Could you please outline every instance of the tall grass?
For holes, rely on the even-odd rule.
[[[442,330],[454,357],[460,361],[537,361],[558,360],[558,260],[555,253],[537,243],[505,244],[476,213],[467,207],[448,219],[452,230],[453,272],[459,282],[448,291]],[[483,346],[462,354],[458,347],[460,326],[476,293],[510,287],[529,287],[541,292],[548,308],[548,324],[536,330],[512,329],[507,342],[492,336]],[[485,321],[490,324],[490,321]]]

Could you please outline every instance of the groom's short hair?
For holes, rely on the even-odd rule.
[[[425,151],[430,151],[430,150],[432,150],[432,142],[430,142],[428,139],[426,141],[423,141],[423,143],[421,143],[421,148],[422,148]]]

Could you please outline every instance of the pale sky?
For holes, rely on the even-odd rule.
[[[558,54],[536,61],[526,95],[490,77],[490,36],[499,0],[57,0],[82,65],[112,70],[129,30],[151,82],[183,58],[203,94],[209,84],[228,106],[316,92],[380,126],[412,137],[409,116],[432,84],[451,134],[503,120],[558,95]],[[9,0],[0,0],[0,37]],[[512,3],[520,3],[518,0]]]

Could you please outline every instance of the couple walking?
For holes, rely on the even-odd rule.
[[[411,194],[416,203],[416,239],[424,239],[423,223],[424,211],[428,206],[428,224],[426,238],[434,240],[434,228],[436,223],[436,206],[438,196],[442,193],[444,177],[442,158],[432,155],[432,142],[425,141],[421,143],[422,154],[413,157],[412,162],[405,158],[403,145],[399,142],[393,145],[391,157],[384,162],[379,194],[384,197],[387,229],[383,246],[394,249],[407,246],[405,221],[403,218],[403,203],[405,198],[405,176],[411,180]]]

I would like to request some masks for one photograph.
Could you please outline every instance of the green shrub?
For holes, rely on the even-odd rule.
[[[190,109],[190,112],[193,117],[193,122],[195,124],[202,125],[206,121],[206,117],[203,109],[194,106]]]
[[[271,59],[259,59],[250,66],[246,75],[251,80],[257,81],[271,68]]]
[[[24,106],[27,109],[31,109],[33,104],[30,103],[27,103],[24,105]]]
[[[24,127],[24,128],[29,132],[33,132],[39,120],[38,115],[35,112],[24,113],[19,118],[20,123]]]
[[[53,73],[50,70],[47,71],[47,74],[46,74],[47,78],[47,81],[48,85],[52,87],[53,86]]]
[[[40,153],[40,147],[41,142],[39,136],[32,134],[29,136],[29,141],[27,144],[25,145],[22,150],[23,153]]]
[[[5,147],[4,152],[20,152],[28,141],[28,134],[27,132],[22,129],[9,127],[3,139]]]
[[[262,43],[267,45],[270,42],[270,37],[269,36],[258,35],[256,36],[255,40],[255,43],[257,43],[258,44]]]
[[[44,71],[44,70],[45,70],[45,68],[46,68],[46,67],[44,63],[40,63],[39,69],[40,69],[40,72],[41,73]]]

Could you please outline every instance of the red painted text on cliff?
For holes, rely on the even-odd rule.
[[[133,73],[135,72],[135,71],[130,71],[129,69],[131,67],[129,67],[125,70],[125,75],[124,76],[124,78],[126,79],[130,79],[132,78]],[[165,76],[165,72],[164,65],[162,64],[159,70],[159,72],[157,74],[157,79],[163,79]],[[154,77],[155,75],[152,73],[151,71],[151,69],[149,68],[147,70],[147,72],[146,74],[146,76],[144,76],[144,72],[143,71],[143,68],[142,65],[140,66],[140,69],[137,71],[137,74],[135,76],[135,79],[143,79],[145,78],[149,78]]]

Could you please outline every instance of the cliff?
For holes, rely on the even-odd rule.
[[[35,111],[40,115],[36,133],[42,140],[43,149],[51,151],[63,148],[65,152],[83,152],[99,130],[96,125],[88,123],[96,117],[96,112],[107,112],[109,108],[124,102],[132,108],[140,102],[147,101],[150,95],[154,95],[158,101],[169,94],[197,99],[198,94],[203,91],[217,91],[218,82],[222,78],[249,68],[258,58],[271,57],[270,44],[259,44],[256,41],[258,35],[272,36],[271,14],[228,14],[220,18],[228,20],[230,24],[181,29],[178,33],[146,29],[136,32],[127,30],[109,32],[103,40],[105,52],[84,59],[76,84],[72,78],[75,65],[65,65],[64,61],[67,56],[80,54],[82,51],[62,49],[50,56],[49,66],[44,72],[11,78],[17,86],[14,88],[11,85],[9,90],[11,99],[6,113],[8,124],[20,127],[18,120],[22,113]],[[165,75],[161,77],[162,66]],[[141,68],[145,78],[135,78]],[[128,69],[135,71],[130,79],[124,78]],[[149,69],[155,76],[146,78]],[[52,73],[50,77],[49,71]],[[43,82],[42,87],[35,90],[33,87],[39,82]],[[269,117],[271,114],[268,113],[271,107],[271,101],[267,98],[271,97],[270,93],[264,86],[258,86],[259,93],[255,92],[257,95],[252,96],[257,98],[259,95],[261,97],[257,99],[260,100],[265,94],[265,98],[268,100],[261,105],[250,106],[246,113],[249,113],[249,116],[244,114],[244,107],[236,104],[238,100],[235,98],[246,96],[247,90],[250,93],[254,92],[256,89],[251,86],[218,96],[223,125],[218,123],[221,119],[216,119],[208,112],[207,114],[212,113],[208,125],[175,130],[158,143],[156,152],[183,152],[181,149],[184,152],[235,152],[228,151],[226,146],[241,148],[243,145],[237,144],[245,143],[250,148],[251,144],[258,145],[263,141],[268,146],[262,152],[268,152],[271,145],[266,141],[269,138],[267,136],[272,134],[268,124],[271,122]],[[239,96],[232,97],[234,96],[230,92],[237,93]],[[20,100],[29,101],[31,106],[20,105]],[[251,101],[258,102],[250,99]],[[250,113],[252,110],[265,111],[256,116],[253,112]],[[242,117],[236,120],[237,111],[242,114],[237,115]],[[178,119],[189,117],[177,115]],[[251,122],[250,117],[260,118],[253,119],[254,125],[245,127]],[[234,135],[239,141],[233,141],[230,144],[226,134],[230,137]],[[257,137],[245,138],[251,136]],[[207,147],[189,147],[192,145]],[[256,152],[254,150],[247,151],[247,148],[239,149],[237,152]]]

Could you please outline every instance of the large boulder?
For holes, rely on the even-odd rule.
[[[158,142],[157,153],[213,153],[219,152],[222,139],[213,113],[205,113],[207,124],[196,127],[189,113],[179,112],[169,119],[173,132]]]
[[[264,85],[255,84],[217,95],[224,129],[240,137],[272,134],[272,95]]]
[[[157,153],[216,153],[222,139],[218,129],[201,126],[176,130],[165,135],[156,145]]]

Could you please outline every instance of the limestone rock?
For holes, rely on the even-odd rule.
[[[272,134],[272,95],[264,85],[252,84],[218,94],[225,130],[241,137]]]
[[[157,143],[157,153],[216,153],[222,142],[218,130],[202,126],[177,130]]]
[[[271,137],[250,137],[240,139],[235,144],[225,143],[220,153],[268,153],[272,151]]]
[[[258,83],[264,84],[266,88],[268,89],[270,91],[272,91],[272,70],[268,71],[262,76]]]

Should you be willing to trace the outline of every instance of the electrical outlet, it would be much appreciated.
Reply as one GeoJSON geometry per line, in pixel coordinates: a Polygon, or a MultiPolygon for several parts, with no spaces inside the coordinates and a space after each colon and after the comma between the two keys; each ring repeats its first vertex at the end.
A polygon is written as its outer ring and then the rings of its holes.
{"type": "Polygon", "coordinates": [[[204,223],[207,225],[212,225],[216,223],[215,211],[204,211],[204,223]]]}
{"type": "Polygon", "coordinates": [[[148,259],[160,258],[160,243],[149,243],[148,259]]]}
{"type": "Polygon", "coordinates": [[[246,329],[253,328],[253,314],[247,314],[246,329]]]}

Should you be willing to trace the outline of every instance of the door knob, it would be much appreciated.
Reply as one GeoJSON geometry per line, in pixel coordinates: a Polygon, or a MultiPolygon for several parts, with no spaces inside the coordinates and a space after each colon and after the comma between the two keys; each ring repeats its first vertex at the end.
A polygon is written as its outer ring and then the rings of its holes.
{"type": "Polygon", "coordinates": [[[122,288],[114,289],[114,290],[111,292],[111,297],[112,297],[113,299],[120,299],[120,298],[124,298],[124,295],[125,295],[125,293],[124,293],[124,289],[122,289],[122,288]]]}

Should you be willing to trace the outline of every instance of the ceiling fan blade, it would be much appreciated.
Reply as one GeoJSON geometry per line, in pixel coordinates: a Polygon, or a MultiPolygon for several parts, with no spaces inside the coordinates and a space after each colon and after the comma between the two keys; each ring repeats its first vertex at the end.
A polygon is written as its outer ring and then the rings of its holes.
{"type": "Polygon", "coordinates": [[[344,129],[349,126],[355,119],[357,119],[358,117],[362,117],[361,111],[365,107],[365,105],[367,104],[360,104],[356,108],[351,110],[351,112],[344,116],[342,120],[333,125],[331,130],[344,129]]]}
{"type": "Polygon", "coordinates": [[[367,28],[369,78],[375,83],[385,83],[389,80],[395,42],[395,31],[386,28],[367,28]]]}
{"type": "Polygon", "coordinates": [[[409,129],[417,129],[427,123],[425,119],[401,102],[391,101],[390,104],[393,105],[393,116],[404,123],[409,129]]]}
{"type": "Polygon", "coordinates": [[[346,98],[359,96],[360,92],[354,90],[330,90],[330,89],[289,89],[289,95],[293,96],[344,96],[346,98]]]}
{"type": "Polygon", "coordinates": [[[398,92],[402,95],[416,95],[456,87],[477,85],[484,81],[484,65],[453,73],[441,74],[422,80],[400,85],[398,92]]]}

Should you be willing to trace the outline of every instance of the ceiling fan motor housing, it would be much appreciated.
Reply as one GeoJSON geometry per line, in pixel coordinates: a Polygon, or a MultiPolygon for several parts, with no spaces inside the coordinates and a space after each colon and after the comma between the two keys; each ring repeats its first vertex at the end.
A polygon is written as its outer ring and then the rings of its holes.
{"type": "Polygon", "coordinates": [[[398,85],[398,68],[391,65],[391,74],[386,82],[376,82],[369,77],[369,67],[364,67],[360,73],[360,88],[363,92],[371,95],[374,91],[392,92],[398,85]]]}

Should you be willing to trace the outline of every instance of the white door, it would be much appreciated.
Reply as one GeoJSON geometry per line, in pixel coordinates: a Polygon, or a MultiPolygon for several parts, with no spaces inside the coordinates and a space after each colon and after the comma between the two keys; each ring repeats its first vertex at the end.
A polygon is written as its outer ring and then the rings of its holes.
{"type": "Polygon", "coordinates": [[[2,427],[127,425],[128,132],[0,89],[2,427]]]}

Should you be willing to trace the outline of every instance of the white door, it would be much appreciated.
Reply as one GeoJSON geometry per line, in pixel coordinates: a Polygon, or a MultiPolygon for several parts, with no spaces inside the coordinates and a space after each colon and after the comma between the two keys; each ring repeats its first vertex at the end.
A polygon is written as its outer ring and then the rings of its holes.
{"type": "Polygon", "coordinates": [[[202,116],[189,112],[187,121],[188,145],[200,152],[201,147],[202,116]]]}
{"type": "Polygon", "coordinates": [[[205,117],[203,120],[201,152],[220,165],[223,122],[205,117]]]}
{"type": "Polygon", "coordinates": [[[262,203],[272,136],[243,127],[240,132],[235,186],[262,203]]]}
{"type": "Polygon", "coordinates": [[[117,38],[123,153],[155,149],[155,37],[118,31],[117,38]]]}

**To do:** Gather every line of the material that contains the string "cliff" and list those lines.

**Exercise output:**
Could you please outline every instance of the red painted text on cliff?
Could you please outline every instance of the cliff?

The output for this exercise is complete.